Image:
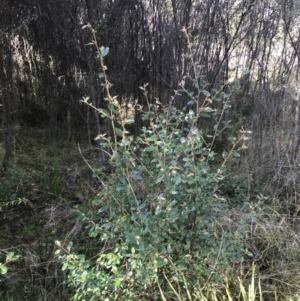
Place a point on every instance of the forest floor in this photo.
(50, 175)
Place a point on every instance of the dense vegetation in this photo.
(149, 150)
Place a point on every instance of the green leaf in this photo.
(104, 51)
(3, 269)
(136, 176)
(129, 121)
(65, 266)
(205, 115)
(149, 149)
(118, 132)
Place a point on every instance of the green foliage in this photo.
(159, 212)
(9, 258)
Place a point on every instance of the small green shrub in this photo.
(159, 212)
(11, 185)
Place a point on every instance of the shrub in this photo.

> **About this exercise**:
You are asked to reproduce each line above exactly, but to exclude the pictures.

> **Result below**:
Image:
Place a point on every instance of the forest floor in this photo.
(50, 175)
Place a point on every instance of the dense vegetation in this photo.
(149, 150)
Place a point on every instance of the green leaf in this photo.
(104, 51)
(3, 269)
(136, 176)
(129, 121)
(65, 266)
(205, 115)
(149, 149)
(118, 132)
Place a point on every instance of the green foliage in this photo.
(159, 212)
(9, 258)
Place a point on every instance of the small green shrub in this photo.
(159, 212)
(11, 185)
Place a point on every instance of the shrub in this photo.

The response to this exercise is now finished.